• **QUOTED TEXT**
-- START --

And yet, even though Stephen admits in his article that “society has transferred the burden of war to a small, self-contained caste…” he doesn’t claim that returning to a draft during times of war would be beneficial to ending American involvement in wars. Rather he states, “Our communities are full of everyday heroes. These are the nurses, schoolteachers, addiction counselors, community organizers, social workers, coaches, probation officers, and other civilians who struggle to keep Americans from slipping toward despair, sickness, or violence.”
Anybody else notice that he didn’t mention police officers? I wonder why.

-- END --

• **SHORT EXERCISE 1**
Could you write the records as a JSON list of strings, one string per line with blank lines omitted, starting with the line containing "man's eye in" and going through the line containing "pixel 27 24"?

• **MATERIAL SUPPLIED**

-- START --

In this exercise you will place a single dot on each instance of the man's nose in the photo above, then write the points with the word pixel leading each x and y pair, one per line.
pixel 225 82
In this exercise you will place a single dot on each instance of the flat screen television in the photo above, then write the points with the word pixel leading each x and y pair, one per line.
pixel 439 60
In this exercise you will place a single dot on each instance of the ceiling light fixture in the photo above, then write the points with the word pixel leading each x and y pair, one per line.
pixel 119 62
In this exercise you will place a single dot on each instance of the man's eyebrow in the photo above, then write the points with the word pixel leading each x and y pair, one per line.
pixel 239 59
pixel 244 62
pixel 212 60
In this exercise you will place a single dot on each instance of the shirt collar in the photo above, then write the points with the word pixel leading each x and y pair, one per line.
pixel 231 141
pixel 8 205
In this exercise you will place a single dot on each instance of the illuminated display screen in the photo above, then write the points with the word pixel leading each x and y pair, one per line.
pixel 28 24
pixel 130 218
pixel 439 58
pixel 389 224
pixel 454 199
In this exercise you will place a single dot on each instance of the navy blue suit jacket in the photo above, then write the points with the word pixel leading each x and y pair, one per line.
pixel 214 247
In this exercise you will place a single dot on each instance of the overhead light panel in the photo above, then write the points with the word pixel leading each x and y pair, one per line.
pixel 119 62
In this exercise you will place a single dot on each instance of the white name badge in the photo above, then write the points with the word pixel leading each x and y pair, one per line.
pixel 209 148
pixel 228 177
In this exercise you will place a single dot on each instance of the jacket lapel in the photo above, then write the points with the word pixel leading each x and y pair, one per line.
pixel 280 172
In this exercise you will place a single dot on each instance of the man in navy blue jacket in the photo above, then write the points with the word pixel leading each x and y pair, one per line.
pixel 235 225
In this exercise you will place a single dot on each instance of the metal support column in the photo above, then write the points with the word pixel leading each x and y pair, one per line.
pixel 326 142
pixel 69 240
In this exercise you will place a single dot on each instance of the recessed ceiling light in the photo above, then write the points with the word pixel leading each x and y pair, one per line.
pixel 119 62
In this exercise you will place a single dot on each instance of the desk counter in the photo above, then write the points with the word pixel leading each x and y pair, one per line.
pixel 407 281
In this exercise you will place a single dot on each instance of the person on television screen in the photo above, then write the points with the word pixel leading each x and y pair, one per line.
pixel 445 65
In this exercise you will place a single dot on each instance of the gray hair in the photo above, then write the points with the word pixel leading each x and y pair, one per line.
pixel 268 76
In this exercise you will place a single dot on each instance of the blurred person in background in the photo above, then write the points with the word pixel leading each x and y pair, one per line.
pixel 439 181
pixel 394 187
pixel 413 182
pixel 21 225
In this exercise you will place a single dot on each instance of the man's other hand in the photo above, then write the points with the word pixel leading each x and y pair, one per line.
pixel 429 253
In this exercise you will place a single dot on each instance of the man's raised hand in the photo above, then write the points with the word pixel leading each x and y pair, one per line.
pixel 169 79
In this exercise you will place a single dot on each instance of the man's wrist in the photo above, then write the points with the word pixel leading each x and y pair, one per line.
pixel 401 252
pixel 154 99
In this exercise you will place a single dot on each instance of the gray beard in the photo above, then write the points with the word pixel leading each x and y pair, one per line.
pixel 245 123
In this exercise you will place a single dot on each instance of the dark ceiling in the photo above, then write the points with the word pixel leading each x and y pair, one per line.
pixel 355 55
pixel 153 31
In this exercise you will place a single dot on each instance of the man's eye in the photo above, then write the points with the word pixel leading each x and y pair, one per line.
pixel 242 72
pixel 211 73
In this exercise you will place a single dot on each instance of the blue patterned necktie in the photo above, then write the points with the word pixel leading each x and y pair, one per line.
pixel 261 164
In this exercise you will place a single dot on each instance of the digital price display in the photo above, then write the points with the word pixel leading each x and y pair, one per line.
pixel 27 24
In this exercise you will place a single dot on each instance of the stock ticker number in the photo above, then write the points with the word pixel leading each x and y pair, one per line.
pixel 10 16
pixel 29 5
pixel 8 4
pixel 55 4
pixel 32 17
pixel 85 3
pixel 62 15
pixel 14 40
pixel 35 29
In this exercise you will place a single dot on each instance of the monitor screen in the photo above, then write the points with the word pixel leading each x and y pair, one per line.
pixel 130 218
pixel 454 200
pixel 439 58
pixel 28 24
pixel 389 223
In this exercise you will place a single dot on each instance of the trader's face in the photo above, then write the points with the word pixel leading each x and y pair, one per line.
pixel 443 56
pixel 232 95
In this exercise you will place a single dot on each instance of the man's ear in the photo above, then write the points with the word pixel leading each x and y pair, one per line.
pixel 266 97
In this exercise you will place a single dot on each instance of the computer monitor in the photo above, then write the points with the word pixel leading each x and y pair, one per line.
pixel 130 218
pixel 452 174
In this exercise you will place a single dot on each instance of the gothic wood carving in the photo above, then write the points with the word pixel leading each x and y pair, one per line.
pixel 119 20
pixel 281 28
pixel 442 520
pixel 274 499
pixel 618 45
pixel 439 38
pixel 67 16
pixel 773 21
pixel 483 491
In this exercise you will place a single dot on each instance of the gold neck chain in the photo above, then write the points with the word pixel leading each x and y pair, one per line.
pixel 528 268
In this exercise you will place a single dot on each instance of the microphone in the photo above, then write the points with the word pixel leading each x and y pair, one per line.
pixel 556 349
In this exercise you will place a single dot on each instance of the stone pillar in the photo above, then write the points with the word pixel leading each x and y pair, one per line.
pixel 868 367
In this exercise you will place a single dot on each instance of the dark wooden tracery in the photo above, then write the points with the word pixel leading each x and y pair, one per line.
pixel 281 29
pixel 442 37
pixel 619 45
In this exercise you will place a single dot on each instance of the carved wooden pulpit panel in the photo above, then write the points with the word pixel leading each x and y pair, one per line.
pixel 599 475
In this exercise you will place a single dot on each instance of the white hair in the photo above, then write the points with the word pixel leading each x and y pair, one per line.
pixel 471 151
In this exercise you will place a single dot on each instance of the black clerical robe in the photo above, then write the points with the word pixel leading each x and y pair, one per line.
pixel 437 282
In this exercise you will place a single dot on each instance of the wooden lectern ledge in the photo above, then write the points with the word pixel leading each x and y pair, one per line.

-- END --

• **SHORT EXERCISE 2**
Can you continue the commentary on Stephen's article about everyday heroes from the point where it stops?

• **REPLY 1**
[
  "In this exercise you will place a single dot on each instance of the man's eye in the photo above, then write the points with the word pixel leading each x and y pair, one per line.",
  "pixel 242 72",
  "pixel 211 73",
  "In this exercise you will place a single dot on each instance of the blue patterned necktie in the photo above, then write the points with the word pixel leading each x and y pair, one per line.",
  "pixel 261 164",
  "In this exercise you will place a single dot on each instance of the digital price display in the photo above, then write the points with the word pixel leading each x and y pair, one per line.",
  "pixel 27 24"
]

• **REPLY 2**
At the end of the day Stephen’s article is one more article that cloaks itself in concern for veterans while at the same time whitewashing a past of acceptance by America for those who serve. He presumes that the dictates and desires for publicity by corporations reflect American sentiment at large. He forgets that behind the cheers, behind the idea that the military is one of the most trusted professions in America, lies the desire by most Americans to not have their children serve in the military. What is most egregious is that Stephen, a journalist, forgot that logic matters because he ends the article by stating that if we really thought those who served are heroes we would be doing more to help veterans. Yet his whole article's contention is that America treats the men and women who serve as heroes. Therefore by using his own logic, if we were treating those who have served as heroes, we would already be doing everything that we are supposed to be doing for them, therefore he would not need to rail against the lack of services provided to the men and women who have served.
We know that we aren't all heroes. But those of us who served also know that we did something that 99% of Americans today were unwilling to do.